SELECTED TEXT =>
A MongoDB change stream is a tailing cursor over the replica set oplog, exposed through any modern MongoDB driver as watch(). Each event carries a resume token — an opaque, ordered cursor position — that lets a consumer crash and resume without losing or duplicating events. Change streams are the easiest CDC primitive of the three big OLTP databases to consume, but the easy ergonomics hide three operational traps: oplog retention, fan-out cost, and the fact that pre-images and post-images are both opt-in.
What the oplog actually is
A MongoDB replica set always has a primary and one or more secondaries. Every write that commits on the primary is recorded as a document in the local.oplog.rs collection — a special capped collection that is the same size on every member and that all secondaries tail to apply writes in order. The oplog is the durability and replication mechanism, and like the MySQL binlog, it accidentally became the foundation of an entire CDC industry.
An oplog document looks like this:
{
"ts": Timestamp(1714032501, 4),
"t": NumberLong(7),
"h": NumberLong("-9183782441238"),
"v": 2,
"op": "u",
"ns": "swiggy.orders",
"ui": UUID("1f4a..."),
"o2": { "_id": ObjectId("66242a91...") },
"o": { "$v": 2, "diff": { "u": { "status": "delivered" } } },
"wall": ISODate("2026-04-25T10:48:21.412Z")

LISTING =>
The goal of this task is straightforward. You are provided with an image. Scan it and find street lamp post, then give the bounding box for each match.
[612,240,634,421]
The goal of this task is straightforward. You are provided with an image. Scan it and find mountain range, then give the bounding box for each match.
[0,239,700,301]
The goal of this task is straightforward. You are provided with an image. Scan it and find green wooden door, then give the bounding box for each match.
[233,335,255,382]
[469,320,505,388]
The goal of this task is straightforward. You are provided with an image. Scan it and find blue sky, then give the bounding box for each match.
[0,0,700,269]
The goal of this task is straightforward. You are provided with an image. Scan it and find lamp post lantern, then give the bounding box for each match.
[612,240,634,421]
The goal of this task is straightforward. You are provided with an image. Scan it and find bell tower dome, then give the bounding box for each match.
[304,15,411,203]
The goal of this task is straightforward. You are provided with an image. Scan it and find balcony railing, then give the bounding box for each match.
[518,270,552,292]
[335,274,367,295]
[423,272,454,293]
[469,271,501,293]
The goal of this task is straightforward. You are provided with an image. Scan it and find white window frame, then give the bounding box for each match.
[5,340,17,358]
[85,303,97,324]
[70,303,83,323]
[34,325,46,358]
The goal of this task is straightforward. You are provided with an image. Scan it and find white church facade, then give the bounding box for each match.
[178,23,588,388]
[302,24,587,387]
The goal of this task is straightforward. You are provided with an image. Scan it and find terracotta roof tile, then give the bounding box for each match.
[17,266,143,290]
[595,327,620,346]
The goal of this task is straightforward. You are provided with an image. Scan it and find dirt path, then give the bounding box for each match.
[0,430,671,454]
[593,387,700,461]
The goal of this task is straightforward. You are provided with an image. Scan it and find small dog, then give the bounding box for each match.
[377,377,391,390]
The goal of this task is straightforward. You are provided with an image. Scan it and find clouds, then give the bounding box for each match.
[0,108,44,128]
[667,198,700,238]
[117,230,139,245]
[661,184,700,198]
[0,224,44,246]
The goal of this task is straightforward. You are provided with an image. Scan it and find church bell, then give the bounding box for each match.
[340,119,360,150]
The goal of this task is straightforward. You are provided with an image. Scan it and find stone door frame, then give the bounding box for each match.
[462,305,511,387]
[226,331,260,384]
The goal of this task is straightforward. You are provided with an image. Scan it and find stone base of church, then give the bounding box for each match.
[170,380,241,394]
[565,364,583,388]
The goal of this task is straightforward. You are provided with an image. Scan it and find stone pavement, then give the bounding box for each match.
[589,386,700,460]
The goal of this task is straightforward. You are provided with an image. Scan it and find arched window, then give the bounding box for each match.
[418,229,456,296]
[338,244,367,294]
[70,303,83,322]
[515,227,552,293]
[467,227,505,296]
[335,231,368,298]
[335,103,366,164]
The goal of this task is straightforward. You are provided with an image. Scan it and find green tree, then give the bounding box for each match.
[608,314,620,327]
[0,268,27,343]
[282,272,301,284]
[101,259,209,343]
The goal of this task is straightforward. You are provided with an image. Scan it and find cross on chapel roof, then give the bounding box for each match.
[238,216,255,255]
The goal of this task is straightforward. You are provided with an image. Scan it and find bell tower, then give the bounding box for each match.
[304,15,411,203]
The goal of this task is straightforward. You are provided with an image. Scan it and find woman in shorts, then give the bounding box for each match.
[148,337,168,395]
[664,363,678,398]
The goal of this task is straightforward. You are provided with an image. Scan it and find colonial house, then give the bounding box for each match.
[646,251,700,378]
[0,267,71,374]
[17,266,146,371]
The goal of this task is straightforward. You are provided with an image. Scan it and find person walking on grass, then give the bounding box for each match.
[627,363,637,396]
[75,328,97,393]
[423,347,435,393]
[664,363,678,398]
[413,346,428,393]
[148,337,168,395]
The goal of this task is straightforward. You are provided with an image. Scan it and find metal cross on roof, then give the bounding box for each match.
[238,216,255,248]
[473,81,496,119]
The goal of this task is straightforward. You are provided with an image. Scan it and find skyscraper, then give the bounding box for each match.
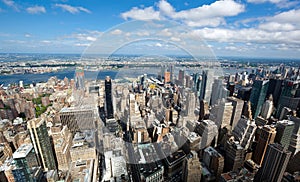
[224,140,245,172]
[250,80,269,118]
[203,147,224,179]
[178,70,184,86]
[210,99,233,129]
[12,144,43,182]
[105,76,114,119]
[276,80,300,118]
[232,118,257,150]
[75,68,84,90]
[255,143,291,182]
[183,150,202,182]
[289,116,300,155]
[27,118,56,171]
[51,125,72,171]
[261,95,274,119]
[227,97,244,130]
[164,71,171,83]
[210,78,229,105]
[252,125,276,165]
[267,78,283,106]
[274,120,295,148]
[200,70,210,102]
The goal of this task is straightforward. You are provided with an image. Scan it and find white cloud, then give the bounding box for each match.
[121,0,245,27]
[74,43,91,47]
[26,6,46,14]
[2,0,20,11]
[247,0,299,8]
[259,22,295,31]
[121,7,160,20]
[54,4,91,14]
[110,29,123,35]
[41,40,52,44]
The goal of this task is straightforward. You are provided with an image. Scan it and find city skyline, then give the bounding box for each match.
[0,0,300,58]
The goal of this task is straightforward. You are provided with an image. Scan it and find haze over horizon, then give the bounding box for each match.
[0,0,300,58]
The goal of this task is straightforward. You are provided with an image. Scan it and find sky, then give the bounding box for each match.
[0,0,300,58]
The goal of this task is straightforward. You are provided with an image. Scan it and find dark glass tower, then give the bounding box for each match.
[250,80,269,118]
[105,76,114,119]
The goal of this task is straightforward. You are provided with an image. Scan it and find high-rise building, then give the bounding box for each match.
[59,107,96,135]
[210,100,233,128]
[164,71,171,83]
[183,150,202,182]
[250,80,269,118]
[252,125,276,165]
[27,118,56,171]
[210,78,229,105]
[276,80,300,118]
[195,120,218,149]
[178,70,184,86]
[224,140,245,172]
[75,68,84,90]
[202,147,224,180]
[200,70,210,102]
[12,144,43,182]
[232,118,257,150]
[261,95,274,119]
[227,97,244,130]
[274,120,295,148]
[289,116,300,155]
[51,125,72,171]
[267,78,283,106]
[255,143,291,182]
[185,89,196,116]
[105,76,114,119]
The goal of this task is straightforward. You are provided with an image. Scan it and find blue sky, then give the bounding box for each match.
[0,0,300,58]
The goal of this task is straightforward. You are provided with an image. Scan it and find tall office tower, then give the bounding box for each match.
[289,116,300,155]
[232,118,257,150]
[254,143,291,182]
[178,70,185,86]
[12,144,43,182]
[276,80,300,118]
[164,71,171,83]
[59,107,96,135]
[227,97,244,130]
[202,147,224,180]
[183,150,202,182]
[51,125,72,171]
[250,80,269,119]
[267,78,283,106]
[224,140,245,172]
[261,95,274,119]
[194,73,202,97]
[210,79,229,105]
[210,100,233,129]
[252,125,276,165]
[185,89,196,116]
[195,120,218,149]
[169,64,174,82]
[105,76,114,119]
[27,118,56,171]
[75,68,84,90]
[200,70,210,102]
[274,120,295,149]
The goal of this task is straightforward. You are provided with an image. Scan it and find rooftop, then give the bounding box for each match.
[13,144,33,159]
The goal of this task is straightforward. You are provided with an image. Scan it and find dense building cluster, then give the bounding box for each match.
[0,61,300,182]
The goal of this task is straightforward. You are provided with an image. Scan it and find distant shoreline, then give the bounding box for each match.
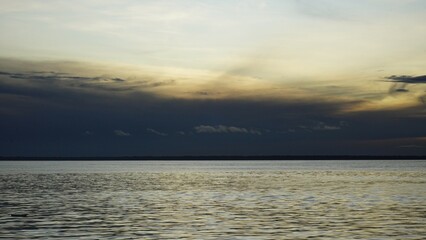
[0,155,426,161]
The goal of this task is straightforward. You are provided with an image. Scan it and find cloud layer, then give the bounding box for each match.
[0,59,426,156]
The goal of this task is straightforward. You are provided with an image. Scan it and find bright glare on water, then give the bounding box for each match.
[0,161,426,239]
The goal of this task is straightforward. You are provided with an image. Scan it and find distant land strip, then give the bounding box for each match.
[0,155,426,161]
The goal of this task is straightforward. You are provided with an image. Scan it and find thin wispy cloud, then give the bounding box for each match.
[114,129,131,137]
[146,128,168,137]
[194,125,262,135]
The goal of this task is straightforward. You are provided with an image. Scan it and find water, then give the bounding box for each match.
[0,160,426,239]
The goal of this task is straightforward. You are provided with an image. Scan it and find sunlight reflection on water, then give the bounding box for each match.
[0,161,426,239]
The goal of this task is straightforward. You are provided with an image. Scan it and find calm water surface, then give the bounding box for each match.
[0,160,426,239]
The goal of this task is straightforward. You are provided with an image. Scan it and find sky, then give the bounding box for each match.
[0,0,426,156]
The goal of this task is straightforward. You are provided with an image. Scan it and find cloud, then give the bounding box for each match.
[298,121,348,132]
[0,58,426,156]
[194,125,262,135]
[386,75,426,84]
[146,128,168,137]
[84,130,94,136]
[114,129,130,137]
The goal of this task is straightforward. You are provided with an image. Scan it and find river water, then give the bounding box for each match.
[0,160,426,239]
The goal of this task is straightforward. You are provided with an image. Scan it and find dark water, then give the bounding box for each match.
[0,161,426,239]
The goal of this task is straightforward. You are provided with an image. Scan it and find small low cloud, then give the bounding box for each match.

ACTIONS TO TAKE =>
A: Rewrite the passage on the MongoDB oplog from "What the oplog" up to and including "entire CDC industry.", putting "replica members" in place of "secondaries".
B: In the rows, copy out the lines exactly as they are, from the line with "and find mountain" up to and including the line with "[0,0,700,269]".

LIST OF SOLUTIONS =>
A:
What the oplog actually is
A MongoDB replica set always has a primary and one or more replica members. Every write that commits on the primary is recorded as a document in the local.oplog.rs collection — a special capped collection that is the same size on every member and that all replica members tail to apply writes in order. The oplog is the durability and replication mechanism, and like the MySQL binlog, it accidentally became the foundation of an entire CDC industry.

B:
The goal of this task is straightforward. You are provided with an image. Scan it and find mountain range, then give the bounding box for each match.
[0,239,700,301]
The goal of this task is straightforward. You are provided with an image. Scan it and find green wooden door, then give the bounding box for each match.
[233,335,255,382]
[469,320,505,388]
The goal of this task is straightforward. You are provided with an image. Scan it and find blue sky, then give the bounding box for each match.
[0,0,700,269]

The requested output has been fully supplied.